→ **Written request**:
Can you print the data exactly and leave out each image?

→ **Dataset extract**:

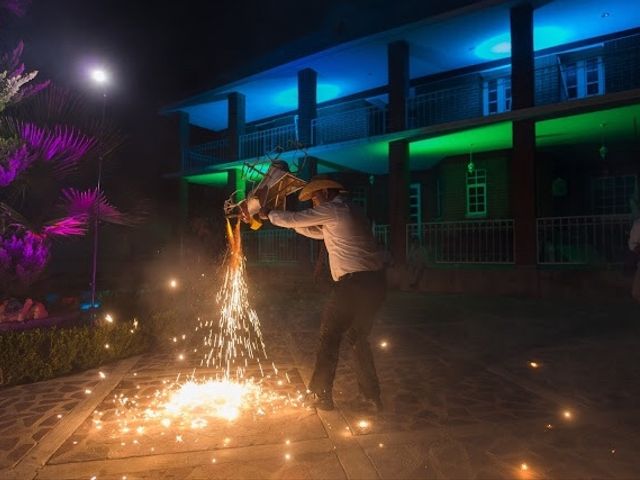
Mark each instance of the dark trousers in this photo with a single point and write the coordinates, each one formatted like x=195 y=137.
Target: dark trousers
x=350 y=312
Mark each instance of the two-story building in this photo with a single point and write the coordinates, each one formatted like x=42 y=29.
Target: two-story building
x=495 y=146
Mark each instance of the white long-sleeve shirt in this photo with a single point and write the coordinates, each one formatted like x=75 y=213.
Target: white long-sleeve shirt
x=634 y=235
x=345 y=230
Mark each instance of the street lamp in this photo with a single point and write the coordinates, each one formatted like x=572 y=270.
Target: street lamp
x=101 y=78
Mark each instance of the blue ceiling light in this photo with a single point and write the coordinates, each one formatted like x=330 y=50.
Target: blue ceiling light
x=289 y=97
x=499 y=46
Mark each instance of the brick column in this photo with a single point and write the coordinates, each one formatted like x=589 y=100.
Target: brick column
x=307 y=104
x=183 y=139
x=398 y=72
x=522 y=78
x=523 y=170
x=184 y=213
x=398 y=198
x=235 y=183
x=236 y=115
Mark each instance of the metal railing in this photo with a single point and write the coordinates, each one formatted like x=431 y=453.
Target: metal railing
x=360 y=122
x=445 y=105
x=262 y=142
x=205 y=154
x=595 y=239
x=272 y=246
x=381 y=234
x=470 y=241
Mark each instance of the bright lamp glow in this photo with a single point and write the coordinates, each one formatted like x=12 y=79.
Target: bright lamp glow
x=289 y=97
x=99 y=75
x=499 y=46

→ **Exercise response**:
Mark each instance of the dark trousers in this photo with a single point and write the coordinates, each one formatted like x=195 y=137.
Target: dark trousers
x=350 y=312
Mark each instance of the two-story building in this photo with a single point and write the coordinates, each one formatted like x=42 y=29.
Target: two-story building
x=495 y=146
Mark each instance of the white long-sleeve shirt in this photo with a single point and write the coordinates, each one formatted like x=75 y=213.
Target: white long-sleeve shirt
x=634 y=235
x=345 y=230
Mark each instance of the street lamp in this photo with a single point and write the coordinates, each one formatted like x=572 y=270.
Target: street lamp
x=101 y=78
Mark each instance of the blue ceiling light in this photo with a single point and write the coordinates, each one formatted like x=330 y=50.
Target: blue ceiling light
x=289 y=97
x=499 y=46
Mark each instance of the brick column in this photo with a single point and write the coordinates, each one formatted like x=589 y=100.
Target: brick column
x=307 y=104
x=183 y=139
x=398 y=72
x=522 y=78
x=523 y=170
x=184 y=213
x=398 y=198
x=235 y=183
x=236 y=115
Mark each instance of the metal railing in this photo with a single point and write the coordinates, each one formatted like x=431 y=453.
Target: metal railing
x=360 y=122
x=445 y=105
x=262 y=142
x=205 y=154
x=595 y=239
x=272 y=246
x=381 y=234
x=470 y=241
Mark each instance of the bright lamp glow in this photo with a single point and write the coordinates, each one formatted like x=12 y=79.
Target: bright lamp glow
x=289 y=97
x=99 y=75
x=499 y=46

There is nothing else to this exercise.